Start of Input data

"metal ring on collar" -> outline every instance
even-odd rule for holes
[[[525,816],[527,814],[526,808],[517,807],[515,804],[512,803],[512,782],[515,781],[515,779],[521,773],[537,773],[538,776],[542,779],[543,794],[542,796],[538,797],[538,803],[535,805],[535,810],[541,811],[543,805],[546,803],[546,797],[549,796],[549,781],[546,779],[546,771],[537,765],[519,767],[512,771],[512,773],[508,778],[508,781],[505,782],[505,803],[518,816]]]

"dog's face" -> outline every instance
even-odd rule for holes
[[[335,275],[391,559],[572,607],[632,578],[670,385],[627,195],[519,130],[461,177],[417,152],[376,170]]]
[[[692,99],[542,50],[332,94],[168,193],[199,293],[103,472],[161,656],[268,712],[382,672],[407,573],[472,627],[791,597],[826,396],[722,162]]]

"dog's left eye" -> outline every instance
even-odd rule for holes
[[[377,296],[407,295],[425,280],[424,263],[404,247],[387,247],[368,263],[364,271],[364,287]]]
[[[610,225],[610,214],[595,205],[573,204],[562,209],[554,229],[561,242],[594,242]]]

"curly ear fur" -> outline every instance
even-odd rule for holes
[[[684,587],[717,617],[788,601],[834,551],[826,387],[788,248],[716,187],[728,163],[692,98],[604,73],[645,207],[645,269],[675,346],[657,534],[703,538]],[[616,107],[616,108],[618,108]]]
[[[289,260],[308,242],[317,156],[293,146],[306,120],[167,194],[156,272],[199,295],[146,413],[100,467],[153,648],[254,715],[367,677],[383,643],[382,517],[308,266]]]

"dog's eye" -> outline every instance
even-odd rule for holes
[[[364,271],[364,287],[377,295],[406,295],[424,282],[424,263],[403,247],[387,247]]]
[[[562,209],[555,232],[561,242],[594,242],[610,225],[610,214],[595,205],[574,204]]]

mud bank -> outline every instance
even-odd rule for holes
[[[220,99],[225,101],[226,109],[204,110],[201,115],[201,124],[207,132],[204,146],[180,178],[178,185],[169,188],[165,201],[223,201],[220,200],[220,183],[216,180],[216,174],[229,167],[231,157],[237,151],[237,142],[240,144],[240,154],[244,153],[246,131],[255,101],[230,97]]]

End of Input data

__Task prompt__: Write the data out again in full and exactly.

__Result of this task__:
"metal ring on collar" -> outline every instance
even-odd rule for holes
[[[525,816],[527,814],[526,808],[517,807],[515,804],[512,803],[512,782],[515,781],[515,779],[521,773],[537,773],[538,776],[542,779],[543,794],[542,796],[538,797],[538,803],[535,805],[535,810],[541,811],[543,805],[546,803],[546,797],[549,796],[549,781],[546,779],[546,771],[537,765],[519,767],[512,771],[512,773],[508,778],[508,781],[505,782],[505,803],[518,816]]]

"dog's face" -> outline every instance
even-odd rule for holes
[[[335,275],[391,559],[572,607],[632,578],[670,385],[627,195],[519,130],[461,177],[417,152],[376,170]]]
[[[692,99],[542,50],[332,94],[168,193],[199,293],[103,472],[161,656],[268,712],[382,672],[407,573],[472,627],[791,597],[826,396],[722,162]]]

"dog's left eye" -> outline every instance
even-odd rule for holes
[[[377,296],[407,295],[425,280],[424,263],[404,247],[387,247],[368,263],[364,271],[364,287]]]
[[[610,225],[610,214],[595,205],[573,204],[562,209],[554,229],[561,242],[594,242]]]

"curly ear fur" -> outline every instance
even-odd rule for holes
[[[684,587],[717,617],[788,601],[834,551],[826,387],[788,248],[716,187],[728,163],[692,98],[604,73],[645,207],[645,269],[675,346],[657,534],[703,538]],[[616,107],[616,108],[618,108]]]
[[[289,260],[308,242],[317,156],[293,146],[306,120],[167,194],[156,272],[199,295],[146,413],[100,467],[153,648],[254,715],[367,677],[383,643],[382,517],[308,266]]]

"dog's eye" -> outline every instance
even-odd rule for holes
[[[364,271],[364,287],[377,295],[406,295],[424,282],[424,263],[403,247],[387,247]]]
[[[562,209],[555,232],[561,242],[594,242],[610,225],[610,214],[595,205],[574,204]]]

mud bank -> outline every instance
even-odd rule for holes
[[[220,99],[225,101],[226,109],[204,110],[201,115],[201,124],[207,132],[204,146],[180,178],[178,185],[169,188],[165,201],[223,201],[220,200],[220,183],[216,180],[216,174],[229,167],[231,157],[237,151],[237,142],[240,144],[240,154],[244,153],[246,131],[255,101],[230,97]]]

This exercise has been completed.